_Assigned task_.
Scan the listing below. Return every line containing the string "mantel".

_Input data_.
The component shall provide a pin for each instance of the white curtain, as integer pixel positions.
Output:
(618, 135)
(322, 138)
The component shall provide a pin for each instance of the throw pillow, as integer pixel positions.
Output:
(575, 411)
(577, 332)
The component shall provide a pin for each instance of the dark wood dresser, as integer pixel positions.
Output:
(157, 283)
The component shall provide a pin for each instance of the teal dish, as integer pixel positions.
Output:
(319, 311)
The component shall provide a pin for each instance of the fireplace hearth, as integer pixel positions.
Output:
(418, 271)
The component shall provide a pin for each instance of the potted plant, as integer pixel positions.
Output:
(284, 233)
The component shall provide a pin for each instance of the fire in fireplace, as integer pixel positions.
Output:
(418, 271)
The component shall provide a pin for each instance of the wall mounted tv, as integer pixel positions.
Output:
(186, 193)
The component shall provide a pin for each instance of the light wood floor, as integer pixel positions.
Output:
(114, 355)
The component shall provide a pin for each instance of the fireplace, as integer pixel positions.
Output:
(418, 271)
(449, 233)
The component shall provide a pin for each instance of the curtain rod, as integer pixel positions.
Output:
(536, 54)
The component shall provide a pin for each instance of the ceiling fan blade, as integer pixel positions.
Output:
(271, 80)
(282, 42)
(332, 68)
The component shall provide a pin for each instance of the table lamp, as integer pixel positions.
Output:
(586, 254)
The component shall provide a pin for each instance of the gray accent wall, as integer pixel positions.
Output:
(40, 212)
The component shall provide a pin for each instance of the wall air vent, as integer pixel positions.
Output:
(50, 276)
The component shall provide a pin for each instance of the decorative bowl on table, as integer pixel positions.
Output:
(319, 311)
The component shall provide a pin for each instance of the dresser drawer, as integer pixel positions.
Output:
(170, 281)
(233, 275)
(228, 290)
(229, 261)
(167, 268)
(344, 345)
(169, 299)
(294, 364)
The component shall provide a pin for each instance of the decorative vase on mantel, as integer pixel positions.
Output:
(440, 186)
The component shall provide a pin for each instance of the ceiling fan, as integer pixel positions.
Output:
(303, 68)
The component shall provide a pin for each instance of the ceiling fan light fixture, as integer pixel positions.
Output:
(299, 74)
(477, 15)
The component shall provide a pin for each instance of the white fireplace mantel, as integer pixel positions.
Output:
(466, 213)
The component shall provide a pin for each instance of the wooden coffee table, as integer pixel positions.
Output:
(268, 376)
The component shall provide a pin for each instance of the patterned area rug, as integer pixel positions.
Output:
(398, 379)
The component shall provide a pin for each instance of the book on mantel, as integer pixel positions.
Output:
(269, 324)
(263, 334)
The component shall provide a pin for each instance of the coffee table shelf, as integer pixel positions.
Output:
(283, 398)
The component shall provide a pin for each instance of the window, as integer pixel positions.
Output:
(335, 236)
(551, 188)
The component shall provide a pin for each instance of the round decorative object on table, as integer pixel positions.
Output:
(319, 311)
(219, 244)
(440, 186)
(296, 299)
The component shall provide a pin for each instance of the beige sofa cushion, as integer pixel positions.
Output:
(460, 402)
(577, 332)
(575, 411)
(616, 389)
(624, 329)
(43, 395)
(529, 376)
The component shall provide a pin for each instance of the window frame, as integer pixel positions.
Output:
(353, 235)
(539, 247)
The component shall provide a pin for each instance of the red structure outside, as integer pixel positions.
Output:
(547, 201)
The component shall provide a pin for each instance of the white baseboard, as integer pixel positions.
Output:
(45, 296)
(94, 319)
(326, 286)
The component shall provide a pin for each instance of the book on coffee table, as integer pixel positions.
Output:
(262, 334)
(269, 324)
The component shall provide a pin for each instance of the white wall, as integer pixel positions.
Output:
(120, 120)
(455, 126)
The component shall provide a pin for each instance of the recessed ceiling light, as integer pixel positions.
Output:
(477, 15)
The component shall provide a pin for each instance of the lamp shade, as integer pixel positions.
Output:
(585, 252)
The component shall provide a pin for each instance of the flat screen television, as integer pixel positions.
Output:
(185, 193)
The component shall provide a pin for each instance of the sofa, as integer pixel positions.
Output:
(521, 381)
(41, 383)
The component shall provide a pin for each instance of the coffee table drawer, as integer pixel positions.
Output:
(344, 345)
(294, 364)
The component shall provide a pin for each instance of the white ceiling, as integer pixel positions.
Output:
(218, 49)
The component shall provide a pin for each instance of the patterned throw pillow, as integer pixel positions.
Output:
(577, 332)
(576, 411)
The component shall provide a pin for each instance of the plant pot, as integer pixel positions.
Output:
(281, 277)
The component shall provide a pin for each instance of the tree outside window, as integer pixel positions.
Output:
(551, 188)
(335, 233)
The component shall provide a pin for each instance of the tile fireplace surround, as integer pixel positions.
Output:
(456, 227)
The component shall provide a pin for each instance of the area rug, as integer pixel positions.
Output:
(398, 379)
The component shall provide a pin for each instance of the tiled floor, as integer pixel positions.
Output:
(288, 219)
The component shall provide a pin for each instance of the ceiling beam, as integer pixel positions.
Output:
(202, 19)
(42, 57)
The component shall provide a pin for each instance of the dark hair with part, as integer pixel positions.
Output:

_Written solution_.
The component shall provide a pin for each instance of the decorative vase on mantel, as integer pixel positions.
The component shall provide a pin for each instance of the white fireplace mantel, as integer pixel positions.
The component shall provide a pin for each instance of the book on mantel, as integer pixel positions.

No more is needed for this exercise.